##### ページ本文
>   >  E3の影で広がるインディゲームという名の新しいムーブメント
E3の影で広がるインディゲームという名の新しいムーブメント

E3の影で広がるインディゲームという名の新しいムーブメント

<3>日本発のインディゲーム『蒼き雷霆ガンヴォルト爪』

Mixでは日本企業の姿もみられた。元カプコンのメンバーが中心になり、1996年に独立したインティ・クリエイツだ。大手ゲーム会社からの受注開発が中心だったが、2014年に初のオリジナルタイトル『蒼き雷霆(アームドブルー)ガンヴォルト』をニンテンドー3DSとPCでダウンロード発売した。元カプコンの稲船敬二氏とタッグを組んで開発したアクションゲームで、日本以上に海外で人気を博したタイトルとなった。

ブースではニンテンドー3DS向けに今夏発売予定の続編『蒼き雷霆 ガンヴォルト爪(ソウ)(英語名:Azure Striker GUNVOLT 2)』が出展され、代表の會津卓也氏が、自らゲームのアピールを行なっていた。企業も個人開発者も仲良く同じサイズのテーブルで出展する、いわゆる「コミケ」スタイルだ。日本のゲーム会社が、こうした海外の草の根イベントに出展する例は珍しく、ゲームを試遊する来場者で常にごったがえしていた。
##########
__やること__: 上のインディゲーム出展の記事を、最後の文の後から書き継いでください。
##### データ抜粋
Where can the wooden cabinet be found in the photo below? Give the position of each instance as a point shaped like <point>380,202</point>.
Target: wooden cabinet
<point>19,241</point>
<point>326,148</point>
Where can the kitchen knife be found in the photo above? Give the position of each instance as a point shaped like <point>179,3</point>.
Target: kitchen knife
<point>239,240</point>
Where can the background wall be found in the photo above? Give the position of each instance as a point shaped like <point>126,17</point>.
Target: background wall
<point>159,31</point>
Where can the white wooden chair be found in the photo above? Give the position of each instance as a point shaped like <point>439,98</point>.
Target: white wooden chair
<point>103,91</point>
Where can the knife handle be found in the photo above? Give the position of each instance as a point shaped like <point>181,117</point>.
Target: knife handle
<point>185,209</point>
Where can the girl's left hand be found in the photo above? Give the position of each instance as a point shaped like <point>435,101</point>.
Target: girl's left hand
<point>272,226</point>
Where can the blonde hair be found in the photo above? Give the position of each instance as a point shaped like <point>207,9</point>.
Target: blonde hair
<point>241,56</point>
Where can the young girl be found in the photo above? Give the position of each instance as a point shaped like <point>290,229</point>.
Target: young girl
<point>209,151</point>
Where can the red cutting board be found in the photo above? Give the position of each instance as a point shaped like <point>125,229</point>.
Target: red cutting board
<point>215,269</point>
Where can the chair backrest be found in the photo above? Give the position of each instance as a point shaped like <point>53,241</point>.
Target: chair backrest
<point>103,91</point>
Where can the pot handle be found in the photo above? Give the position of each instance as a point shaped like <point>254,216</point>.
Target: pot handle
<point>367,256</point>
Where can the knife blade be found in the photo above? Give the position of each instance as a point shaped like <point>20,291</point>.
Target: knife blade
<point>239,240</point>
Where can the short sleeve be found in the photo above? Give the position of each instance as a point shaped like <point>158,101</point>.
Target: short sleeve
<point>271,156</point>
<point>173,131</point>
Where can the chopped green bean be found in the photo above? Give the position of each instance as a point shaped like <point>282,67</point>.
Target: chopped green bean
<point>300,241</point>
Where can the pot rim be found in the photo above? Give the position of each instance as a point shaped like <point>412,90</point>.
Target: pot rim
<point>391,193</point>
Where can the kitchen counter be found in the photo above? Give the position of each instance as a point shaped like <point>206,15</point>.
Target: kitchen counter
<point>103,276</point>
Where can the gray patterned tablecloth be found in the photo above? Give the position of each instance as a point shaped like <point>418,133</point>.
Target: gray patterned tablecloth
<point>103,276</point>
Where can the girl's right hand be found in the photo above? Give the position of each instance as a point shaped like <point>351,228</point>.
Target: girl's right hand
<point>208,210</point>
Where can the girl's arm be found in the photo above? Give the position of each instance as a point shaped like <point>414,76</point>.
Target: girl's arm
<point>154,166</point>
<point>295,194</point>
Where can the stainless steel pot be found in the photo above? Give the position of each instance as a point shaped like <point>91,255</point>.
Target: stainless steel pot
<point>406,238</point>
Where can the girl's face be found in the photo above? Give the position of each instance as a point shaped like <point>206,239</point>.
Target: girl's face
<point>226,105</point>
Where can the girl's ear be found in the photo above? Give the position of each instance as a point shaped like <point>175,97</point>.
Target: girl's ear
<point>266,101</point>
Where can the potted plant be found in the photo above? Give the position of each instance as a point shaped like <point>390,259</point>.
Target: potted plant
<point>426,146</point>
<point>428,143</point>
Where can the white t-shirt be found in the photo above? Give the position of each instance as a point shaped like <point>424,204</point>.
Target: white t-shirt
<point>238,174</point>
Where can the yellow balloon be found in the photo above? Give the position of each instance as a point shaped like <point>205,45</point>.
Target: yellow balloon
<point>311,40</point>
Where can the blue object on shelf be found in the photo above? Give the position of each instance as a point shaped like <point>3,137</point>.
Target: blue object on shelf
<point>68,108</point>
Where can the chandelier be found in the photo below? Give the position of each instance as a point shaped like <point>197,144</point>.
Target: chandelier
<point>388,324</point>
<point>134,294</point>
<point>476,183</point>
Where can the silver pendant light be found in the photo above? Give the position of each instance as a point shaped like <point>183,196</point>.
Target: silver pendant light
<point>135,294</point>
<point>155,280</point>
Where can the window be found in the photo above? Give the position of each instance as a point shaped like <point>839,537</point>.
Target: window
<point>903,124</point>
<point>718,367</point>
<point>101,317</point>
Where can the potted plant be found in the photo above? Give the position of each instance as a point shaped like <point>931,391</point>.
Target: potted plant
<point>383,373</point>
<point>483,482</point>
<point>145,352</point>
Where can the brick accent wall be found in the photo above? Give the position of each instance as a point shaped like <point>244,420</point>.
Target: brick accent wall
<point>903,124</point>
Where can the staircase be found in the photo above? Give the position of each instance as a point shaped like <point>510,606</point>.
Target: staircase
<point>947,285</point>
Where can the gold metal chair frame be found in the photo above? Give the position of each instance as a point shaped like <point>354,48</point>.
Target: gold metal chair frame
##########
__記述回答__:
『蒼き雷霆ガンヴォルト爪(アームドブルー ガンヴォルト ソウ)』第1弾PV
SF系ライトノベル調の世界観と、スピーディーな攻防やコンボの爽快感が特徴的な2D横スクロールアクションゲーム。新たな敵である多国籍能力者連合「エデン」の出現に、ガンヴォルトとアキュラという二人の戦士が立ちむかっていく。ニンテンドー3DSのデジタル流通プラットフォーム「ニンテンドーeショップ」で今夏配信予定だという


日本に比べて北米での販売数が2.5倍にのぼった『ガンヴォルト』のセールス。そこで『2』の発売でも、北米向けの販促展開が検討された。しかし大手と異なり潤沢な予算があるわけではない。そこで選択されたのが、SNSでの情報発信と併せて、海外の小規模イベントに数多く出展し、草の根的な情報拡散をねらう戦略だ。そうした中、Nintendo of America(アメリカ任天堂)から勧められたのがMixへの出展で、まさに渡りに船だったという。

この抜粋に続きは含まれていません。